╭──

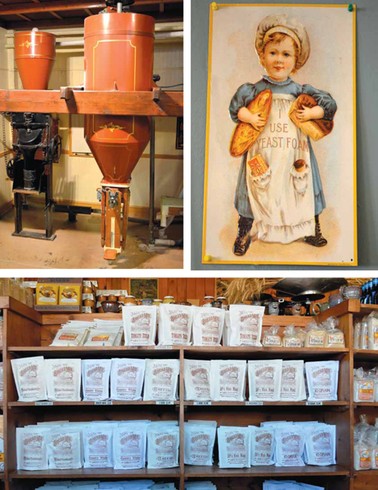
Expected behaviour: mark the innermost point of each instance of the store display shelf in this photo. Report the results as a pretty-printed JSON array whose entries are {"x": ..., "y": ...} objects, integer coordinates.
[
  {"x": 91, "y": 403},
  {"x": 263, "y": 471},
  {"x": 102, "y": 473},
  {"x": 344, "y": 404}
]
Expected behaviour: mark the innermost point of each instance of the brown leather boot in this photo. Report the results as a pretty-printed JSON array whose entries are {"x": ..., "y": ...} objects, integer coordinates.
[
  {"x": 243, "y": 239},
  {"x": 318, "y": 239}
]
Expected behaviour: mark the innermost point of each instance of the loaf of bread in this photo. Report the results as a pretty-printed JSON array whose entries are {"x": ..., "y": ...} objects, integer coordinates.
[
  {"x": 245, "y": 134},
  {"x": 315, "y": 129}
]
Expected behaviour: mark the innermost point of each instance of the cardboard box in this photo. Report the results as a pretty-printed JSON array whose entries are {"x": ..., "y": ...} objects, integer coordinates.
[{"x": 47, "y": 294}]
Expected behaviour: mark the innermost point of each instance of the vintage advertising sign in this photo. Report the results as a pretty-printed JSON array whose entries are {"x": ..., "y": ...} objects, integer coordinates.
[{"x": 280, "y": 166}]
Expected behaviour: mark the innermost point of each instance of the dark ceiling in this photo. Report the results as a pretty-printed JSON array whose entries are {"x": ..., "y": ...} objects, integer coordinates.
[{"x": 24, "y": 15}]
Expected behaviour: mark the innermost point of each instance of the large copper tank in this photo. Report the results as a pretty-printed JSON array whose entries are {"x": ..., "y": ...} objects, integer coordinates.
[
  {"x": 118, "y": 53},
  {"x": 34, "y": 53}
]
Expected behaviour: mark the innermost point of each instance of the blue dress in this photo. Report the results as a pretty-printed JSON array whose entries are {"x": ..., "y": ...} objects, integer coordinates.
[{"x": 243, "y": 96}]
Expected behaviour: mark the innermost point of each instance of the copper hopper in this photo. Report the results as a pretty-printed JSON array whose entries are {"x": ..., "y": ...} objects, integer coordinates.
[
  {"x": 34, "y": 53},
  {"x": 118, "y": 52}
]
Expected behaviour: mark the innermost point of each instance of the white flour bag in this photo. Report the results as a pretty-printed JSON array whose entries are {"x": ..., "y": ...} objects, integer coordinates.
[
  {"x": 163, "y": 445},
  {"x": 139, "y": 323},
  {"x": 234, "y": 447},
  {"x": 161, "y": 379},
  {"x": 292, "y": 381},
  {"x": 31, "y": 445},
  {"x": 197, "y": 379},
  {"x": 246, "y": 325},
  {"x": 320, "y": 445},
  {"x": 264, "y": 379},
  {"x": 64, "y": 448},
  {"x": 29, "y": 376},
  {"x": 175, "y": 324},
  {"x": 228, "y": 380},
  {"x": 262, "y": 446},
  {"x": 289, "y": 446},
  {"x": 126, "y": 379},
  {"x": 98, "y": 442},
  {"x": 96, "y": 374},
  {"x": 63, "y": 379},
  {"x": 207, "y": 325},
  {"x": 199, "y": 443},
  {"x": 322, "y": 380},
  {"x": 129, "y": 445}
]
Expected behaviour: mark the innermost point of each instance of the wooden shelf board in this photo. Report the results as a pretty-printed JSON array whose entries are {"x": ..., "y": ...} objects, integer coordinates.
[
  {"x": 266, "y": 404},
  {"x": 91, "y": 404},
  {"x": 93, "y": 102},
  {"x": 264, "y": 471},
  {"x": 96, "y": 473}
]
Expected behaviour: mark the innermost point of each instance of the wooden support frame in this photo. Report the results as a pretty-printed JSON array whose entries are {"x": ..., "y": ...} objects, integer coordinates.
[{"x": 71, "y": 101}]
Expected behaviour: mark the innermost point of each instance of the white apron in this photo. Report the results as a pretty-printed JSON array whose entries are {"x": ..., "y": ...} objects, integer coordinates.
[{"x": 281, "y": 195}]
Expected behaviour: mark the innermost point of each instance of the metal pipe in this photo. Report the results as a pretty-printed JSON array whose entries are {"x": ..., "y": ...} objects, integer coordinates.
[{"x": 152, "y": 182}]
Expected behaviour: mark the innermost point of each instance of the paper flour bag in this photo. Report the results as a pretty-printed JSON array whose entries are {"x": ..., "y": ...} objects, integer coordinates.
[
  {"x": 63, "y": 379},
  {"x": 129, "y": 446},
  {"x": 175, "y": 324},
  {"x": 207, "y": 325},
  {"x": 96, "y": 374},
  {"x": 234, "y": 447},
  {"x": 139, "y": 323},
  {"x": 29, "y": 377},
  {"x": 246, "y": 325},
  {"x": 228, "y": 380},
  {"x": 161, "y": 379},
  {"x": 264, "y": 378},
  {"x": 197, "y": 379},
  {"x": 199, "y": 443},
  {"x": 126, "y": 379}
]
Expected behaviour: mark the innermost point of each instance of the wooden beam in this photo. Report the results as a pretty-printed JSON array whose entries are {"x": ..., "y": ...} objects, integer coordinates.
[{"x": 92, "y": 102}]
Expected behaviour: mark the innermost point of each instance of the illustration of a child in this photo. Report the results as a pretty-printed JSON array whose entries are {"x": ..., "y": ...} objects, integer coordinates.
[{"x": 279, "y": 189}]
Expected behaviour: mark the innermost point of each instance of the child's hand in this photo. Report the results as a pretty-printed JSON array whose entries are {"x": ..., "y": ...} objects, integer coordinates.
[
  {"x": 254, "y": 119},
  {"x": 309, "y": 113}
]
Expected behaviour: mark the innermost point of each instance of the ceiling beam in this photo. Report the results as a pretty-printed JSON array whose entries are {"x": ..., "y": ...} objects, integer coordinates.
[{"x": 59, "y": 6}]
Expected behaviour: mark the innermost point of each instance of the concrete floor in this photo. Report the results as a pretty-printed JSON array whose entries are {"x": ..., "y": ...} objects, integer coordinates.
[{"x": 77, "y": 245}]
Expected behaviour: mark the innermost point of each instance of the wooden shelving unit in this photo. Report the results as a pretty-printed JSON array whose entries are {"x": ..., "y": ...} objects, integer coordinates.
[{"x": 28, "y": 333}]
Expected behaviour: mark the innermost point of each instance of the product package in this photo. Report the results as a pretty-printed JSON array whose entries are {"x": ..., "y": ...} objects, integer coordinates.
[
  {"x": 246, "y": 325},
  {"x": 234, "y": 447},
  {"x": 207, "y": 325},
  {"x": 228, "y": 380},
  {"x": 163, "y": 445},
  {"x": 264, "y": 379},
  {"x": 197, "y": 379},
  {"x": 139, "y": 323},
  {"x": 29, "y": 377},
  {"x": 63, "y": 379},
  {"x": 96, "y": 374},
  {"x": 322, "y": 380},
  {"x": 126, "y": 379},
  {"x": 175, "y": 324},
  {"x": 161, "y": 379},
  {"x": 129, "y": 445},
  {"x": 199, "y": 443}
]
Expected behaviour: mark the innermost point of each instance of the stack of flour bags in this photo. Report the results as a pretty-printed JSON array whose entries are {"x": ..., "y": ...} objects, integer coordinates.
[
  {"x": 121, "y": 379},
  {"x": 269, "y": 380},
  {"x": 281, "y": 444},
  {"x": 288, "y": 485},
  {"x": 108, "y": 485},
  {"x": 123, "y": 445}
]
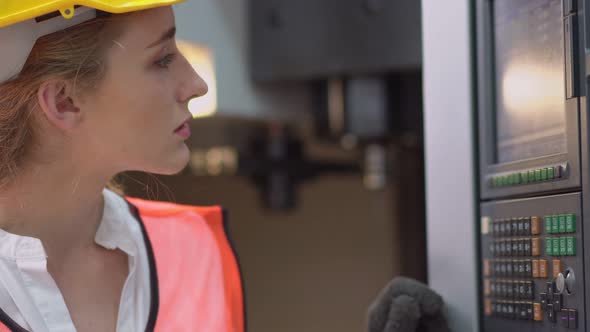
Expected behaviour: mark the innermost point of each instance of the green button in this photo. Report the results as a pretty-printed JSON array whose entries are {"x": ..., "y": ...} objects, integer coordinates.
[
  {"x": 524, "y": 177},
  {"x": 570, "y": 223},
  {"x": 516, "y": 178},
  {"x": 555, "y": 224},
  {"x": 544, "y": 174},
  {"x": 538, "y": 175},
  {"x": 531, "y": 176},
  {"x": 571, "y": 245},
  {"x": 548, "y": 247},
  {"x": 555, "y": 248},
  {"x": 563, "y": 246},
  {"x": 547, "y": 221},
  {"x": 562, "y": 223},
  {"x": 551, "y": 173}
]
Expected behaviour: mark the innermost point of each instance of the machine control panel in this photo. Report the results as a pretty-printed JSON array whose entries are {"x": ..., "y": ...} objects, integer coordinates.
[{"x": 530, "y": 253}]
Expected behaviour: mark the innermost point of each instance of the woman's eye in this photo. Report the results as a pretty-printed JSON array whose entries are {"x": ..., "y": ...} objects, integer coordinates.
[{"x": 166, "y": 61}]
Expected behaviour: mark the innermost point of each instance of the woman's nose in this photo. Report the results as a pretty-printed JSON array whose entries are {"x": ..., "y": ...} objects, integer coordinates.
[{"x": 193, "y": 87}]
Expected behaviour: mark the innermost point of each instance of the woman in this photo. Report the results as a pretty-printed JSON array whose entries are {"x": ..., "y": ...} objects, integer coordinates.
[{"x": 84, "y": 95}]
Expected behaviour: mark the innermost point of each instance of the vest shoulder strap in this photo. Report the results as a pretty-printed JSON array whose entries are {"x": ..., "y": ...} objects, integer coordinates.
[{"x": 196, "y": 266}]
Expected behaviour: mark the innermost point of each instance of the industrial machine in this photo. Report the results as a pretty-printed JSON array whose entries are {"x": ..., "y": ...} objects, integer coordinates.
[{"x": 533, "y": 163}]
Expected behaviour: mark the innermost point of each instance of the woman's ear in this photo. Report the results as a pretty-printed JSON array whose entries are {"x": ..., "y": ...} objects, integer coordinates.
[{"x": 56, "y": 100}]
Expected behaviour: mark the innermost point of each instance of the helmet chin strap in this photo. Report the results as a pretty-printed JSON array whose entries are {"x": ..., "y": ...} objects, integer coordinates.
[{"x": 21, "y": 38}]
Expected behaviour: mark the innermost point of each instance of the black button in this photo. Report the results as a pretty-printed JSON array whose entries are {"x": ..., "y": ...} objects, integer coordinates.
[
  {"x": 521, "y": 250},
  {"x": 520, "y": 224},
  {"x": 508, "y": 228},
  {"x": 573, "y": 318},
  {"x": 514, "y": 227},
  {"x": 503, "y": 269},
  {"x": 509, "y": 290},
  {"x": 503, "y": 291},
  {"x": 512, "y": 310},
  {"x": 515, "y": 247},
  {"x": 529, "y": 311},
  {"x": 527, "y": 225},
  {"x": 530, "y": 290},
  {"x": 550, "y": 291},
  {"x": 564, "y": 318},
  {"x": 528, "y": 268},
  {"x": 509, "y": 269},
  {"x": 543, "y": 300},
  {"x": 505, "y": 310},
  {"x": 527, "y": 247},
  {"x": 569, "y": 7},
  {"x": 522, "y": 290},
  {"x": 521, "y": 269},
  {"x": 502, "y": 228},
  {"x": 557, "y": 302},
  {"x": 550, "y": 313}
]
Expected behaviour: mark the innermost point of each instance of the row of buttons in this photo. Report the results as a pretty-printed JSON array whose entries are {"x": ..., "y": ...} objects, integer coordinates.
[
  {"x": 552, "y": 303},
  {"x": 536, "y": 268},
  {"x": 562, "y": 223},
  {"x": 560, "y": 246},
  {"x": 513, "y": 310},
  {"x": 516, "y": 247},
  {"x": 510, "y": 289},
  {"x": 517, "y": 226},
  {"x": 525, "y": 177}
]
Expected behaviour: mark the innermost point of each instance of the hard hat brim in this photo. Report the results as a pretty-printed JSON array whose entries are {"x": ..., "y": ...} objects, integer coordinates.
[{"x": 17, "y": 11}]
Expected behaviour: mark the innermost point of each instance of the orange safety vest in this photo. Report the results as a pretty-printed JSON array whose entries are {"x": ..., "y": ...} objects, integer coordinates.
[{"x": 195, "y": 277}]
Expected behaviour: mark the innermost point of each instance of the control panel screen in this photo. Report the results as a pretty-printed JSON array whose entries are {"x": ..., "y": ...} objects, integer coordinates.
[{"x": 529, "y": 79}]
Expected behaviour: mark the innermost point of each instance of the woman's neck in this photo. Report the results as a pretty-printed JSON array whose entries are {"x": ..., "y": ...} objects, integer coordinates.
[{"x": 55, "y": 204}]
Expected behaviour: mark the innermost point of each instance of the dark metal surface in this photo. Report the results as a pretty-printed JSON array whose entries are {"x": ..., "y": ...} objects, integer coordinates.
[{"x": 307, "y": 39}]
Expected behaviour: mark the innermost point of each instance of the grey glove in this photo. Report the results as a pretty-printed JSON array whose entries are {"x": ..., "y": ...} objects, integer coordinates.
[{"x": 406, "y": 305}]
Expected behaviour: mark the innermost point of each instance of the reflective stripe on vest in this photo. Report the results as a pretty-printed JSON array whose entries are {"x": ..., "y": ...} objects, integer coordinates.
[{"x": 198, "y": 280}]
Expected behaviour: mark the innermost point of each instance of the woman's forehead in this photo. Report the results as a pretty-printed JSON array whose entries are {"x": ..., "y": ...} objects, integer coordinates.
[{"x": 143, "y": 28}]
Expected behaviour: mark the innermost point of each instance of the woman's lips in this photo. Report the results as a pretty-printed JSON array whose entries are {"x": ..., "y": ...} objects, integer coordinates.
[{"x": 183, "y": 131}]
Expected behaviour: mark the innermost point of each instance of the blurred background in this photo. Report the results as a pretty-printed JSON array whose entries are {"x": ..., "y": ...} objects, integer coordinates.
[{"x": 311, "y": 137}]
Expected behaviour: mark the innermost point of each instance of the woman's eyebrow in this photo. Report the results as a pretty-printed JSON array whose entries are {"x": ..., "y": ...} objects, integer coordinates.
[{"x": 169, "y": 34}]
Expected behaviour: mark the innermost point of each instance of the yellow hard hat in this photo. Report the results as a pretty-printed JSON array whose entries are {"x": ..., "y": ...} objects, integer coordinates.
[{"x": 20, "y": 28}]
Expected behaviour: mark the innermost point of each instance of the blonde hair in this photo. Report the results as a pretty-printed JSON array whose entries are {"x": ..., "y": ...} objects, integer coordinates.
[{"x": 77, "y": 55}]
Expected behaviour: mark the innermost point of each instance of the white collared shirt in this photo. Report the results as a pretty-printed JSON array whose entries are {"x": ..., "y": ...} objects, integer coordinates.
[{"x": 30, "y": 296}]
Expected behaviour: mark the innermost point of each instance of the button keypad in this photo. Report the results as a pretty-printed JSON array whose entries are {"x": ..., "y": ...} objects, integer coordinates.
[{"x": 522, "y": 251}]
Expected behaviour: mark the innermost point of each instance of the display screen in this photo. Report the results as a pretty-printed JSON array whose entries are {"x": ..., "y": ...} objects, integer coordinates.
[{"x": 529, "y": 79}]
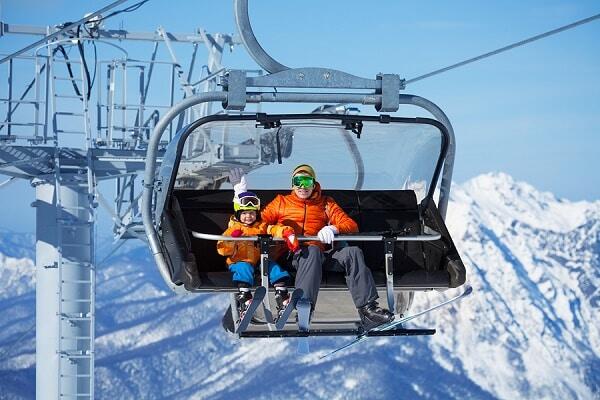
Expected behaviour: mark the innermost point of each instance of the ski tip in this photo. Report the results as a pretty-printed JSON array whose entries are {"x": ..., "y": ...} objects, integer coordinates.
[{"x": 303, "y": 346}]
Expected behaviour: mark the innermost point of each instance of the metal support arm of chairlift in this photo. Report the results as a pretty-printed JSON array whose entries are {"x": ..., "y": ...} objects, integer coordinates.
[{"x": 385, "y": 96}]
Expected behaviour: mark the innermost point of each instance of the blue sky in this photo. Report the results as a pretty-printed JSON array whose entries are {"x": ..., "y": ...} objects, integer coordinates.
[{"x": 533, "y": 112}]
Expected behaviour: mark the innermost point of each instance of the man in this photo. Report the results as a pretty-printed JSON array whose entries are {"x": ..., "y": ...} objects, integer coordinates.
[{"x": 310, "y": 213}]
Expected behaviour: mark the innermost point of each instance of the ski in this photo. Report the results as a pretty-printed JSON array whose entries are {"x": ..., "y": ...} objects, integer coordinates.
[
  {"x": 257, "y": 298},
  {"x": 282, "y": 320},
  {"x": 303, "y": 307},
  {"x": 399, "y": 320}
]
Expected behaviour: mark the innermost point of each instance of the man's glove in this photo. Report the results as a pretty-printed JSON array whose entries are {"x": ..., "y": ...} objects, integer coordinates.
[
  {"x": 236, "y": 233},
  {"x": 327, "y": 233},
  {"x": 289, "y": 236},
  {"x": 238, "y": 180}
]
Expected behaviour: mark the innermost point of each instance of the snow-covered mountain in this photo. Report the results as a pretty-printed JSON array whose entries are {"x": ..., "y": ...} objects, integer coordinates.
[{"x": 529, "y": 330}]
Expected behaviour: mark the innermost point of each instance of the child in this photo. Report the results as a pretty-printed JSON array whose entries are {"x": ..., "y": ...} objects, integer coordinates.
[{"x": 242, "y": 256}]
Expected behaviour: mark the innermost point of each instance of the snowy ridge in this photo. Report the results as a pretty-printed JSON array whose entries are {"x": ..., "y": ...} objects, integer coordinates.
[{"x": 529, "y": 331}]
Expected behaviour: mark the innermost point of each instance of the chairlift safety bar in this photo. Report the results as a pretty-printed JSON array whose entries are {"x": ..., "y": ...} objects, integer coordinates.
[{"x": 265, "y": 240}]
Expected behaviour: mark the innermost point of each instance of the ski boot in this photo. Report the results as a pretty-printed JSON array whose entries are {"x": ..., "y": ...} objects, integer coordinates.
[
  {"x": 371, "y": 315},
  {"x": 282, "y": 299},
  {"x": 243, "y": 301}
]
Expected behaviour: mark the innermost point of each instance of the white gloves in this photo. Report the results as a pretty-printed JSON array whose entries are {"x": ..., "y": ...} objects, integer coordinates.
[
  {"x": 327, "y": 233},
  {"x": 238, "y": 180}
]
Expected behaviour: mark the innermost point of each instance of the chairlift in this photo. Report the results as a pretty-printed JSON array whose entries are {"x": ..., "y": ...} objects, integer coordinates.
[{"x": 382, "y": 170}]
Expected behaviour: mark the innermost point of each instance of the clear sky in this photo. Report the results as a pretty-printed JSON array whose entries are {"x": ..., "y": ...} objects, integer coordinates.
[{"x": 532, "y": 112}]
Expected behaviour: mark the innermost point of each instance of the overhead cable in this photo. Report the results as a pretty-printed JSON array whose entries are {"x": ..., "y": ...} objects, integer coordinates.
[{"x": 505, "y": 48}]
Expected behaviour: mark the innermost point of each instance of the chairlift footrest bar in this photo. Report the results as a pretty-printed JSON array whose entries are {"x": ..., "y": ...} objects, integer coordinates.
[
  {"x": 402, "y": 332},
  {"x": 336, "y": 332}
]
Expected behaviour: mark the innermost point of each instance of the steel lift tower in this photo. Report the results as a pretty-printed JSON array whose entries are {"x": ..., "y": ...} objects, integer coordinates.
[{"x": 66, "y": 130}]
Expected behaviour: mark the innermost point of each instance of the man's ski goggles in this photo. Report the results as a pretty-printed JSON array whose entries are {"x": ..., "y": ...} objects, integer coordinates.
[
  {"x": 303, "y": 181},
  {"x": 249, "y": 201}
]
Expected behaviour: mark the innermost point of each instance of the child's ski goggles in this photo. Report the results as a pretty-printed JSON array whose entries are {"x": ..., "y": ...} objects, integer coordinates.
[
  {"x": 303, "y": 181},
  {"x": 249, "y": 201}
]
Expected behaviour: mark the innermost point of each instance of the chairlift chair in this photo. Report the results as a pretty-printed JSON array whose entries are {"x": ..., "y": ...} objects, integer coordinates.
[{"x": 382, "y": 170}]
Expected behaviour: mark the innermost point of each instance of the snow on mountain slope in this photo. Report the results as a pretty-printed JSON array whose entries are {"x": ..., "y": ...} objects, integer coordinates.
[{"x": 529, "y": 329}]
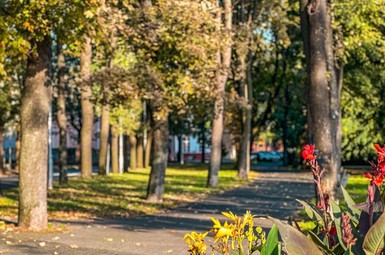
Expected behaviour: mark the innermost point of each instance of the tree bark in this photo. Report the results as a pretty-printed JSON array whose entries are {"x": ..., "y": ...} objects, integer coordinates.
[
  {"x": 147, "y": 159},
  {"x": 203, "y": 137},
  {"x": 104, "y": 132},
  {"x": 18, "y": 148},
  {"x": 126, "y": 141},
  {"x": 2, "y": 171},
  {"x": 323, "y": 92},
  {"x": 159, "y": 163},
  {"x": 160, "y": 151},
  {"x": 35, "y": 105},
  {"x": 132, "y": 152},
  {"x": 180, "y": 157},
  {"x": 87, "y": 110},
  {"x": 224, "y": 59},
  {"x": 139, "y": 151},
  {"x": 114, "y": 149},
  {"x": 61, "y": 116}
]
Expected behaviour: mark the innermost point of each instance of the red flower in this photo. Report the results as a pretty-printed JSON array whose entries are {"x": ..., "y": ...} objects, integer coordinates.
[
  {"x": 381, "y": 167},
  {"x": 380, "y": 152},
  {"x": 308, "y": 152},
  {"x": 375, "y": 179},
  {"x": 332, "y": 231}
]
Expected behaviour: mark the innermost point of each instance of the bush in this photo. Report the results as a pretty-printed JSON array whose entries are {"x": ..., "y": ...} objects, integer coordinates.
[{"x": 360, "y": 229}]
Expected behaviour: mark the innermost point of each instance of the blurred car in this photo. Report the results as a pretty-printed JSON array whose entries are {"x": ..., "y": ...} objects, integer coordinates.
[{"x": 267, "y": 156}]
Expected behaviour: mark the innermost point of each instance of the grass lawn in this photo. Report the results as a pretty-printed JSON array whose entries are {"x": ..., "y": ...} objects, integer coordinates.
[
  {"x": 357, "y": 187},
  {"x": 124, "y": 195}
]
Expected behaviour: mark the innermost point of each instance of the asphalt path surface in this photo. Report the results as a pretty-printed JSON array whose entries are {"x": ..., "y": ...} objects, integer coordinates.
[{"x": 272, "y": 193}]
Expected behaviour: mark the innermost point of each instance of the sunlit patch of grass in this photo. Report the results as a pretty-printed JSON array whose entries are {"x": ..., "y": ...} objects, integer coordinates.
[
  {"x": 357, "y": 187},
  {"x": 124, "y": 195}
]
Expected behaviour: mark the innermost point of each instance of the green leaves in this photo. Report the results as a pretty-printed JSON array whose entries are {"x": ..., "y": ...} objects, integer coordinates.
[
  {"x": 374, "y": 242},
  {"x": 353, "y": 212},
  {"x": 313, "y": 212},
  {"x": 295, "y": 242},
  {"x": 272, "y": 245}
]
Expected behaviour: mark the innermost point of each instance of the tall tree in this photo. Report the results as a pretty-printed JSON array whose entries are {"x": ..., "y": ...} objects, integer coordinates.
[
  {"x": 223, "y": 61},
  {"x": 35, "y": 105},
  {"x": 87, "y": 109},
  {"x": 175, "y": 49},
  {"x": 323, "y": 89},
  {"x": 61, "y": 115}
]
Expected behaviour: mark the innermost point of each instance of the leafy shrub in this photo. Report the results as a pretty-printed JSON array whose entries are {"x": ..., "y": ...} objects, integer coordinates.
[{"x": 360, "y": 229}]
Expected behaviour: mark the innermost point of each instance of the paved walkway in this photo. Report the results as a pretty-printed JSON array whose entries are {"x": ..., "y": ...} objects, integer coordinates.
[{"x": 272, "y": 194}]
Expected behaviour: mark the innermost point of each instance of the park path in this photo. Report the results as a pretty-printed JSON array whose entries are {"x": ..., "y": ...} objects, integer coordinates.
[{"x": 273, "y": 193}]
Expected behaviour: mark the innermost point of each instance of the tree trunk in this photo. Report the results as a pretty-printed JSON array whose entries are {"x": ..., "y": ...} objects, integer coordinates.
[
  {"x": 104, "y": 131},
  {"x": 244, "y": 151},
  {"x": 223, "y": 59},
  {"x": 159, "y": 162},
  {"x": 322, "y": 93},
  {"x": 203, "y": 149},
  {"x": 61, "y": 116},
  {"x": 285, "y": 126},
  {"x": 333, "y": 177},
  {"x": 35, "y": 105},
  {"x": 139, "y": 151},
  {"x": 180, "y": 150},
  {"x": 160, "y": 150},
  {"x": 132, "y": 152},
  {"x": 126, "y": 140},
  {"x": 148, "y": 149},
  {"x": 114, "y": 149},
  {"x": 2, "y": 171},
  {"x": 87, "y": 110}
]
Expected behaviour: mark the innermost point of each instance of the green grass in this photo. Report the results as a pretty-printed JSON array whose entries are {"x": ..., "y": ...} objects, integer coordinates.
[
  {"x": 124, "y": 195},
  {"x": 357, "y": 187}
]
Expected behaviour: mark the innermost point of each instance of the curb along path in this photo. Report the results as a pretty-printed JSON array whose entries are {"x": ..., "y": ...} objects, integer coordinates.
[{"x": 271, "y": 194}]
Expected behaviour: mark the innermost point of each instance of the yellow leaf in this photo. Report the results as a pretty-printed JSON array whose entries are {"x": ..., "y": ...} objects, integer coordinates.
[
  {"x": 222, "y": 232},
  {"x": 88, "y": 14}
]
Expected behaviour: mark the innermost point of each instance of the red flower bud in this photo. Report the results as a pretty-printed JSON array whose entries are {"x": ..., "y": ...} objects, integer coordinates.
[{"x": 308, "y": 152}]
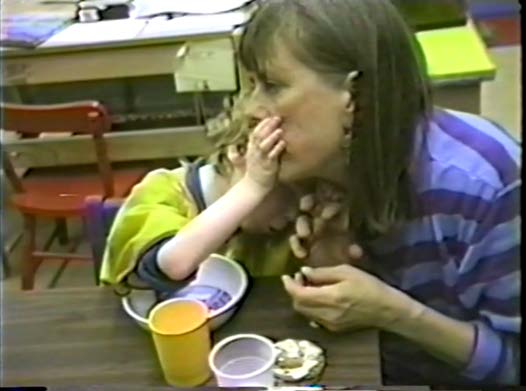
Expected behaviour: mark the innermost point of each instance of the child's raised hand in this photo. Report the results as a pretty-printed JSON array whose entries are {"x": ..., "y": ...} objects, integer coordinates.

╰──

Starting with the line that contains "of the curb" and ending with the last line of the material, every line must be written out exactly; no other lines and no pictures are wanted.

- Finished exercise -
Expected behaviour: mark the innermost point of each instance of the curb along path in this photo. Report the results as a pretty-printed JSON array whose entries are {"x": ..., "y": ...} objects, integer coordinates.
[{"x": 271, "y": 194}]
Expected behaviour: mark the innermost point of each instance of the yellow leaf in this photo. Report the results as a pretty-printed JSON array whose entries are {"x": ..., "y": ...} objects, integer coordinates.
[
  {"x": 222, "y": 232},
  {"x": 88, "y": 14}
]
Expected behaviour: mark the innermost point of each instance of the red flower bud in this photo. Report the results as a pretty-printed JSON array whose entries are {"x": ..., "y": ...} objects, integer coordinates.
[{"x": 308, "y": 152}]
Expected behaviour: mark the innermost point of each instance of the child's raised hand in this photo. Report the results as a pretty-printed JSON array whose entries are {"x": ..., "y": ...} objects, integer coordinates.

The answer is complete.